**Text passage**
Content starts

On a scorching day in July 2019, sweating and shaking with nerves, I knocked on the door of an immaculate house in Staten Island, New York. A sweet-faced young woman opened it, eyeing me curiously. I took a deep breath and launched into my script.

“If you had two minutes to tell President Trump about the job he’s doing, what would you say?” I asked. She had voted for Trump, she told me, but didn’t like the callous way he treated people. On a scale from zero to ten—where zero meant she would definitely vote Republican and ten meant definitely Democrat—she put herself at a three.

“When I vote,” I said, “it’s a political act, but it’s also personal, a gift to someone I love.” I told a story about a teenager I had mentored in a writing program. I loved her for her brilliance and talent, and also for her willingness to resolve the initial conflicts between us. “I’m curious,” I went on. “Does this make you think of someone you love?” She wouldn’t discuss a particular person but said she wanted her gay friends to be free to live as they chose. When I pointed out that she and I shared a value of caring about others—a value that the president’s behavior rarely displays—she moved from a 3 to a 5.

This exchange was my first experience of “deep canvassing,” a method of voter outreach that aims to bypass political speech by connecting with people emotionally and engaging with their sense of ethics. It’s based on the principle that facts and opinions don’t change people’s minds, values do.

I’d finally found a form of political action that matched my own convictions. For the past twenty years, I’ve practiced vipassana, or Insight Meditation. Since the 1960s, I have also participated in political action—marches against the Vietnam War, demonstrations toward a more sustainable climate future, and protests against the war in Iraq. But by the time of the Iraq War, I’d become uncomfortable with angry chanting and strident rhetoric demonizing political enemies, which felt at odds with the shift in thinking about dealing with conflict brought about by my Buddhist practice. I’m absolutely anti-Trump, but I don’t want to hate Trump voters. I want to understand them. And it was now clear to me that not only did anger feel wrong, it was also an ineffective strategy in a country so divided.

While texting for Democratic candidates before the 2018 midterms, I had an exchange with a woman in Michigan that made me wish I could dialogue with Trump supporters and learn how they thought. So when I heard about deep canvassing in spring 2019, I jumped at it. Once I began knocking on doors and talking to voters, I began to realize how similar it was to some of the mental training I was doing in meditation.

Content ends

Stored rows
Content starts

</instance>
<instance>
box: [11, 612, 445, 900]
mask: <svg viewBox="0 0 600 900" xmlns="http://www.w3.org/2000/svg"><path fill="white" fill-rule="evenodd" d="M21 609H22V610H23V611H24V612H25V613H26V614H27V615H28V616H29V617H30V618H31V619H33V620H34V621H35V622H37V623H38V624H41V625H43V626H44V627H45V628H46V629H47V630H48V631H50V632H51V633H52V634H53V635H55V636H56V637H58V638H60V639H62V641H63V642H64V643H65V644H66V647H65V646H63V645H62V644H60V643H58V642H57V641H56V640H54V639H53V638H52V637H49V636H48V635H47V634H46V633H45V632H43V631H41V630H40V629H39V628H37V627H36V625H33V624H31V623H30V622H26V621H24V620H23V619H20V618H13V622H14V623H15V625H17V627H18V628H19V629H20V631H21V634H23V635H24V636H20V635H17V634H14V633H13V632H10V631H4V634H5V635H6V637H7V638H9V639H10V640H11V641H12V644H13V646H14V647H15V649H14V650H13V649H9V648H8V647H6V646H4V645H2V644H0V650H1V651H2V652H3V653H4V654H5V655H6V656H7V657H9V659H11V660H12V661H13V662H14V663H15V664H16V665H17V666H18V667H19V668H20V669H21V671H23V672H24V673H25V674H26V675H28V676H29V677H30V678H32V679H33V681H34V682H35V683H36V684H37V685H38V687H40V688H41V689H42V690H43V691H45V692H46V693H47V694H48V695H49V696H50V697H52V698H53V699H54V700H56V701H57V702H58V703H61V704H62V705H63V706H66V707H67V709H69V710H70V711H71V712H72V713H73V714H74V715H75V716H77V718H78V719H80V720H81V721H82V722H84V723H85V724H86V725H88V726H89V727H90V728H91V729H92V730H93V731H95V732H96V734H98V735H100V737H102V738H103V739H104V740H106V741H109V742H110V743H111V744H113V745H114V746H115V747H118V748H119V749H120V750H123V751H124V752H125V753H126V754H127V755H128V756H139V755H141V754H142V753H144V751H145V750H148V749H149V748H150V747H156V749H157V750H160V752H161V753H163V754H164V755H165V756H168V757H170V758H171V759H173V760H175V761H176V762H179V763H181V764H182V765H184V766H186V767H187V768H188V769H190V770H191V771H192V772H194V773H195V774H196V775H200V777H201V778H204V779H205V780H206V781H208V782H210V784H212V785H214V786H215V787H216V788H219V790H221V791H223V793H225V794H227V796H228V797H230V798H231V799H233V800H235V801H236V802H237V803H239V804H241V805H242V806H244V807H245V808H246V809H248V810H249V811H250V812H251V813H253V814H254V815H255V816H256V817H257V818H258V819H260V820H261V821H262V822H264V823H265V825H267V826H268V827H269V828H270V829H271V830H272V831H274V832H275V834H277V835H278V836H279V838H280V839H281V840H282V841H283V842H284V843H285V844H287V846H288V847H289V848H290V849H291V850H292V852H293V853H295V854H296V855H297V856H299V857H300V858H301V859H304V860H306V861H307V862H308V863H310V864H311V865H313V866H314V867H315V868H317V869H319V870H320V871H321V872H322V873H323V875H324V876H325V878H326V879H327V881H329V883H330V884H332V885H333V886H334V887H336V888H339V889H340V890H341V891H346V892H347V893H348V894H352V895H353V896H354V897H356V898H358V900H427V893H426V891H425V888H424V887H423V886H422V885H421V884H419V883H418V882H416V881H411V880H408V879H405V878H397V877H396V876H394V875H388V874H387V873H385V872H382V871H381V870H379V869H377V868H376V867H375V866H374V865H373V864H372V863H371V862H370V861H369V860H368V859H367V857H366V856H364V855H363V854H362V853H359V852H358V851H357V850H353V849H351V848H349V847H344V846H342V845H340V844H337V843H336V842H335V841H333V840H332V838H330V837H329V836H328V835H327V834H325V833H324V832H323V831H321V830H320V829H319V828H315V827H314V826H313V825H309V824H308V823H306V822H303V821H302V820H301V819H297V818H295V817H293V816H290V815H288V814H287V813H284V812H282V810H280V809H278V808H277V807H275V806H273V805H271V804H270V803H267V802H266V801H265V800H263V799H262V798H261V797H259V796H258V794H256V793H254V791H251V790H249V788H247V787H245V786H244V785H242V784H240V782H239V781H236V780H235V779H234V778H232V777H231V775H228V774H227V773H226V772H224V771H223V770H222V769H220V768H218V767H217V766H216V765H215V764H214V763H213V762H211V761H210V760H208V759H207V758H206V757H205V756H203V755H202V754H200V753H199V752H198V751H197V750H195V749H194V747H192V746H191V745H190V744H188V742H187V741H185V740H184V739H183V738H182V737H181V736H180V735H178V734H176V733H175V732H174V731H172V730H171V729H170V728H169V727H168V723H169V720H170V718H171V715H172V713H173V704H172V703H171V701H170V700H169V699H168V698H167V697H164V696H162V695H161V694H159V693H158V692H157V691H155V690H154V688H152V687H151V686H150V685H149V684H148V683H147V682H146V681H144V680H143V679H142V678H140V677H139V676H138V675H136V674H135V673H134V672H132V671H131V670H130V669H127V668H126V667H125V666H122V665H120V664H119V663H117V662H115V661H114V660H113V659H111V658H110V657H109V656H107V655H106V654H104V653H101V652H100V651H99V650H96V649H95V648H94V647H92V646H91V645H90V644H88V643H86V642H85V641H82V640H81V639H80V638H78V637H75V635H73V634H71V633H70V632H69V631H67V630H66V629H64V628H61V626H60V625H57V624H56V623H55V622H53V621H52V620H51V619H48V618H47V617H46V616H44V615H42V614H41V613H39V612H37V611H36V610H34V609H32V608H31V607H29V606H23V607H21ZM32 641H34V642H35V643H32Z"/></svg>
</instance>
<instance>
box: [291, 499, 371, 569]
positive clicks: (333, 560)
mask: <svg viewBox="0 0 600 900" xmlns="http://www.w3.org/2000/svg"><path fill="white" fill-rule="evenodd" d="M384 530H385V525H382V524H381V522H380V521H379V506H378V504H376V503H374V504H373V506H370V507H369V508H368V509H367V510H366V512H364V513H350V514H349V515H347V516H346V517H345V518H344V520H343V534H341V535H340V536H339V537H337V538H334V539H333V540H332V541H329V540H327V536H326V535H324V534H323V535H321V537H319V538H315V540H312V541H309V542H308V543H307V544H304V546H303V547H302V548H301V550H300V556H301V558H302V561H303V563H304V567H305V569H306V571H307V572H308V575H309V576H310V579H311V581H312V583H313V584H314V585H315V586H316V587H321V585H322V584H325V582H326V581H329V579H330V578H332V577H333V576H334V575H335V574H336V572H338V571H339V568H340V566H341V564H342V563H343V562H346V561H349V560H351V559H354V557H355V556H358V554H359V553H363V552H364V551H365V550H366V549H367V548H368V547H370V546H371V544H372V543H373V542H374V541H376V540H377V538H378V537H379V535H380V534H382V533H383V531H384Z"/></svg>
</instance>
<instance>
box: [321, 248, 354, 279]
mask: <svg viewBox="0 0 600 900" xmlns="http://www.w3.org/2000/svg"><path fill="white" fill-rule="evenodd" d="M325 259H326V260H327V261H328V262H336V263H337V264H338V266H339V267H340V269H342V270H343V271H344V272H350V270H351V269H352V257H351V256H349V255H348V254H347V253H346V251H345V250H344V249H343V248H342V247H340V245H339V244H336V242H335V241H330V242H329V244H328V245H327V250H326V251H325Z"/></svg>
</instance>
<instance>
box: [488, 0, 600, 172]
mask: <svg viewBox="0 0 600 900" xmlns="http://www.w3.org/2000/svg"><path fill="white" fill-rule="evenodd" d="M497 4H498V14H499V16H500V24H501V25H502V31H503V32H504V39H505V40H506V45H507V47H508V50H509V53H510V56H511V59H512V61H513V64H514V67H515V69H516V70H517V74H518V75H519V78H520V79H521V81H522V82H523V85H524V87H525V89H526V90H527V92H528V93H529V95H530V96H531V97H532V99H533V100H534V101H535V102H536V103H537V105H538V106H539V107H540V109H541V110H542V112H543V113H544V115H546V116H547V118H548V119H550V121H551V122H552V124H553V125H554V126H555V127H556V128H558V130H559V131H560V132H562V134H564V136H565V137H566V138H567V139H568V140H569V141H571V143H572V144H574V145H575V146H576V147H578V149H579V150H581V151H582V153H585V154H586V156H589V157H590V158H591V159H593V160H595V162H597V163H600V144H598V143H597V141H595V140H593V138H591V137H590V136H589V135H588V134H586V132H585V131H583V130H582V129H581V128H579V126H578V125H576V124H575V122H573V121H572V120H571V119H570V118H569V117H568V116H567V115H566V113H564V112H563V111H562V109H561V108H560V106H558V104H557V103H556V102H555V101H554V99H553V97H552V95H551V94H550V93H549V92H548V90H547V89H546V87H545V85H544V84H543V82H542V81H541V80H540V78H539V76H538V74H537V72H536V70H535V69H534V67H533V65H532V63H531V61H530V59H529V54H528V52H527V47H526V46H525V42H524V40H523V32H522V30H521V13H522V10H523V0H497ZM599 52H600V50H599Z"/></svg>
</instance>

Content ends

**Exercise requirements**
[1] According to the deep canvassing essay, for how long has the writer practiced vipassana?
[2] Revise the stretch of the deep canvassing essay from "This exchange was" through "minds, values do.", replacing "voter outreach" with "community organizing".

**Solved problems**
[1] For the past twenty years.

[2]
This exchange was my first experience of “deep canvassing,” a method of community organizing that aims to bypass political speech by connecting with people emotionally and engaging with their sense of ethics. It’s based on the principle that facts and opinions don’t change people’s minds, values do.